◆ Given entries ◆
----------------------------------------

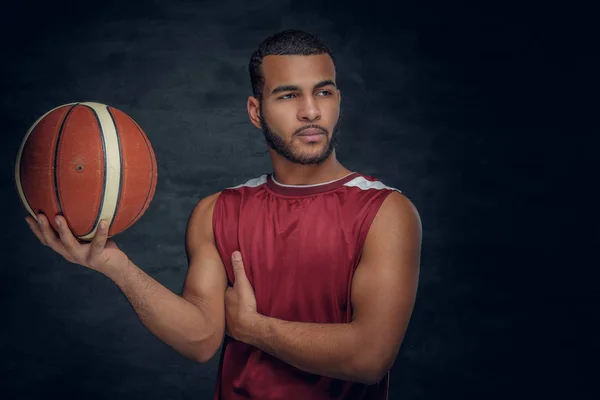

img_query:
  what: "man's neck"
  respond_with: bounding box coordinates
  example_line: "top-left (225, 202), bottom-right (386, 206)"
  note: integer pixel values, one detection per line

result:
top-left (271, 153), bottom-right (352, 185)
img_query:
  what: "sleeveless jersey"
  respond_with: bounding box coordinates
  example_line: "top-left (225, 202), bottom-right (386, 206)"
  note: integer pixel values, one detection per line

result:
top-left (213, 172), bottom-right (397, 400)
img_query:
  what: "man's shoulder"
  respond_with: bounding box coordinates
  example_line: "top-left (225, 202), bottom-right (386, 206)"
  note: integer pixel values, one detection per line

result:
top-left (344, 172), bottom-right (402, 193)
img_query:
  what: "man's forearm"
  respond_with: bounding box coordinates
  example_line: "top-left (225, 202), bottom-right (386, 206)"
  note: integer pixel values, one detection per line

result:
top-left (244, 315), bottom-right (377, 383)
top-left (107, 262), bottom-right (218, 362)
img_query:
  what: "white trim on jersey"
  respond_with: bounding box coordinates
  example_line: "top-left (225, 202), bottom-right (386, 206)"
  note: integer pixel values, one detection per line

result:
top-left (344, 176), bottom-right (402, 193)
top-left (271, 172), bottom-right (354, 189)
top-left (227, 174), bottom-right (267, 189)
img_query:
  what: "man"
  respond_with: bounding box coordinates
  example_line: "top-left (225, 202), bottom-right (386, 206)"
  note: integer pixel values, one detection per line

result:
top-left (28, 30), bottom-right (421, 400)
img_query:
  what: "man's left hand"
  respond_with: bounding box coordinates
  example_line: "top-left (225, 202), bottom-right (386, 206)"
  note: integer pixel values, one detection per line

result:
top-left (225, 251), bottom-right (259, 342)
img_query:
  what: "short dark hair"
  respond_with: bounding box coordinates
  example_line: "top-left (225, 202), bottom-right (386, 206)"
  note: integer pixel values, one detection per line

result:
top-left (249, 29), bottom-right (333, 100)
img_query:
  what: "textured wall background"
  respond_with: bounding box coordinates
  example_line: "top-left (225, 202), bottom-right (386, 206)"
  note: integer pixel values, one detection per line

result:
top-left (0, 0), bottom-right (597, 399)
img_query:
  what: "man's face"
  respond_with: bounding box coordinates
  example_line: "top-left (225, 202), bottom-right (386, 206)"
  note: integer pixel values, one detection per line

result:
top-left (259, 54), bottom-right (340, 165)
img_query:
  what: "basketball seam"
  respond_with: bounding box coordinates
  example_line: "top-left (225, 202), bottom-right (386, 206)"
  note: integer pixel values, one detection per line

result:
top-left (79, 104), bottom-right (108, 237)
top-left (52, 103), bottom-right (79, 215)
top-left (106, 106), bottom-right (123, 234)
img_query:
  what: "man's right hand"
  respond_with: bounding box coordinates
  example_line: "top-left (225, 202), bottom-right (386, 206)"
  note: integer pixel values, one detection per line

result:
top-left (25, 214), bottom-right (129, 279)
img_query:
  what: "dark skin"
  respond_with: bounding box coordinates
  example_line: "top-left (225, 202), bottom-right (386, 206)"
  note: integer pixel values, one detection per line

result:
top-left (28, 55), bottom-right (421, 384)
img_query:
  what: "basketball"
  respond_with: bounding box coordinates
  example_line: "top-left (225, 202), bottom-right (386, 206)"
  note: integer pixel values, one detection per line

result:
top-left (15, 102), bottom-right (158, 240)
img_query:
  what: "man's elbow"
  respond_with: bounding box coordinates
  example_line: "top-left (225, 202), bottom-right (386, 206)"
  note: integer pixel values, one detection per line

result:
top-left (190, 326), bottom-right (223, 364)
top-left (361, 363), bottom-right (390, 385)
top-left (356, 354), bottom-right (395, 385)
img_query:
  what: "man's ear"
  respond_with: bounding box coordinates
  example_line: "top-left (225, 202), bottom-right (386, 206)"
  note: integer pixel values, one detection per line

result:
top-left (247, 96), bottom-right (262, 129)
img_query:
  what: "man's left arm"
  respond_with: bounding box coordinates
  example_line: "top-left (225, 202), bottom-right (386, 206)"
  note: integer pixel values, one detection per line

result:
top-left (234, 192), bottom-right (422, 384)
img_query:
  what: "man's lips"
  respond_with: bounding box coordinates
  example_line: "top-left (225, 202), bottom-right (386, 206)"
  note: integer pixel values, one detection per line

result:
top-left (298, 128), bottom-right (325, 136)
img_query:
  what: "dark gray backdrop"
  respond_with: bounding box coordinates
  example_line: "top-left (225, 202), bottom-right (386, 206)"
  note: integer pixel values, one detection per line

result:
top-left (0, 0), bottom-right (597, 399)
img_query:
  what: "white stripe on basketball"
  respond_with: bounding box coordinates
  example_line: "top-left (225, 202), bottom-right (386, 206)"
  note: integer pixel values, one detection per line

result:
top-left (79, 102), bottom-right (121, 239)
top-left (344, 176), bottom-right (402, 193)
top-left (15, 103), bottom-right (76, 220)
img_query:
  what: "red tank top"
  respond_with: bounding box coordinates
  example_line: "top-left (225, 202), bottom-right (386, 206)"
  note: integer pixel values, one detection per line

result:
top-left (213, 172), bottom-right (396, 400)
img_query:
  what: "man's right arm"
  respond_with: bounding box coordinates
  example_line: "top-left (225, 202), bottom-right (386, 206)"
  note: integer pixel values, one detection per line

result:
top-left (114, 193), bottom-right (227, 362)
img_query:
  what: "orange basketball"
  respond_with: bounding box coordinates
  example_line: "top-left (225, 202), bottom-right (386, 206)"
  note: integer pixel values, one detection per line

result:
top-left (15, 102), bottom-right (158, 240)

----------------------------------------

◆ What is needed ◆
Reproduce all of the material above word for word, omitting the pictures.

◆ Exercise answer ◆
img_query:
  what: "man's neck"
  respond_with: bounding box coordinates
  example_line: "top-left (225, 202), bottom-right (386, 206)"
  note: integer pixel values, one detection per line

result:
top-left (271, 153), bottom-right (352, 185)
img_query:
  what: "sleeveless jersey"
  respond_with: bounding box coordinates
  example_line: "top-left (225, 202), bottom-right (386, 206)"
  note: integer pixel values, one detection per line

result:
top-left (213, 172), bottom-right (397, 400)
img_query:
  what: "man's shoulder"
  respond_with: bounding box coordinates
  example_line: "top-left (225, 202), bottom-right (386, 206)"
  note: integer pixel values, one detection per line

result:
top-left (344, 172), bottom-right (402, 193)
img_query:
  what: "man's forearm"
  respond_with: bounding box coordinates
  example_line: "top-left (225, 202), bottom-right (386, 206)"
  note: integer pixel values, one detection per line

result:
top-left (244, 315), bottom-right (377, 383)
top-left (107, 262), bottom-right (218, 362)
img_query:
  what: "white trim on jersey"
  respond_with: bounding box coordinates
  example_line: "top-left (225, 202), bottom-right (386, 206)"
  note: integer pixel values, one detection per line

result:
top-left (344, 176), bottom-right (402, 193)
top-left (271, 172), bottom-right (354, 189)
top-left (227, 174), bottom-right (267, 189)
img_query:
  what: "man"
  respond_with: bounding box coordinates
  example_line: "top-left (225, 202), bottom-right (386, 206)"
  note: integer pixel values, one detection per line

result:
top-left (28, 30), bottom-right (421, 400)
img_query:
  what: "man's left hand"
  respond_with: bounding box coordinates
  example_line: "top-left (225, 202), bottom-right (386, 206)"
  note: integer pixel values, one detection per line

result:
top-left (225, 251), bottom-right (259, 342)
img_query:
  what: "short dark hair"
  respond_with: bounding box coordinates
  example_line: "top-left (225, 202), bottom-right (386, 206)"
  note: integer pixel values, one detection per line

result:
top-left (249, 29), bottom-right (333, 100)
img_query:
  what: "textured wall background"
  respond_with: bounding box coordinates
  example_line: "top-left (225, 202), bottom-right (386, 206)"
  note: integer pixel values, one detection per line

result:
top-left (0, 0), bottom-right (597, 399)
img_query:
  what: "man's face"
  respond_with: bounding box coordinates
  example_line: "top-left (225, 202), bottom-right (386, 206)"
  note: integer pixel values, one detection per line

result:
top-left (259, 54), bottom-right (340, 165)
img_query:
  what: "basketball seam"
  respond_with: bounding box coordinates
  example_line: "top-left (225, 202), bottom-right (386, 206)"
  note: integer pixel values, one detection per line

result:
top-left (79, 104), bottom-right (108, 237)
top-left (52, 103), bottom-right (79, 215)
top-left (106, 106), bottom-right (123, 234)
img_query:
  what: "man's right hand"
  respond_with: bounding box coordinates
  example_line: "top-left (225, 202), bottom-right (386, 206)"
  note: integer pixel values, one detection per line

result:
top-left (25, 214), bottom-right (129, 279)
img_query:
  what: "dark skin"
  respond_with: bounding box coordinates
  example_line: "top-left (225, 202), bottom-right (386, 206)"
  note: integer pixel values, one detection per line

result:
top-left (28, 55), bottom-right (421, 384)
img_query:
  what: "basketball"
  respond_with: bounding box coordinates
  example_line: "top-left (225, 202), bottom-right (386, 206)"
  note: integer pixel values, one detection per line

result:
top-left (15, 102), bottom-right (158, 240)
img_query:
  what: "man's elbow"
  respond_with: bounding box coordinates
  example_line: "top-left (225, 202), bottom-right (386, 206)"
  note: integer pixel values, one detection per line

result:
top-left (190, 326), bottom-right (223, 364)
top-left (361, 363), bottom-right (390, 385)
top-left (356, 354), bottom-right (395, 385)
img_query:
  what: "man's ear"
  respond_with: bounding box coordinates
  example_line: "top-left (225, 202), bottom-right (386, 206)"
  note: integer pixel values, one detection per line

result:
top-left (247, 96), bottom-right (262, 129)
img_query:
  what: "man's left arm"
  respond_with: bounding box coordinates
  example_line: "top-left (225, 202), bottom-right (386, 206)"
  note: integer pixel values, one detection per line

result:
top-left (234, 192), bottom-right (422, 384)
img_query:
  what: "man's lips"
  respond_with: bounding box coordinates
  example_line: "top-left (225, 202), bottom-right (386, 206)"
  note: integer pixel values, one detection per line

result:
top-left (298, 128), bottom-right (325, 136)
img_query:
  what: "dark gray backdrop"
  respond_with: bounding box coordinates
  example_line: "top-left (225, 202), bottom-right (386, 206)"
  note: integer pixel values, one detection per line

result:
top-left (0, 0), bottom-right (597, 399)
img_query:
  what: "white stripe on basketball"
  respond_with: bounding box coordinates
  example_line: "top-left (225, 202), bottom-right (386, 206)"
  note: integer pixel values, one detection per line

result:
top-left (79, 102), bottom-right (121, 239)
top-left (344, 176), bottom-right (402, 193)
top-left (15, 103), bottom-right (76, 220)
img_query:
  what: "red tank top"
  respond_with: bounding box coordinates
  example_line: "top-left (225, 202), bottom-right (386, 206)"
  note: integer pixel values, one detection per line

result:
top-left (213, 172), bottom-right (396, 400)
img_query:
  what: "man's right arm"
  respond_with: bounding box coordinates
  example_line: "top-left (225, 202), bottom-right (386, 206)"
  note: integer pixel values, one detection per line

result:
top-left (114, 193), bottom-right (227, 362)
img_query:
  what: "orange basketball"
  respond_with: bounding box coordinates
  example_line: "top-left (225, 202), bottom-right (386, 206)"
  note: integer pixel values, one detection per line

result:
top-left (15, 102), bottom-right (158, 240)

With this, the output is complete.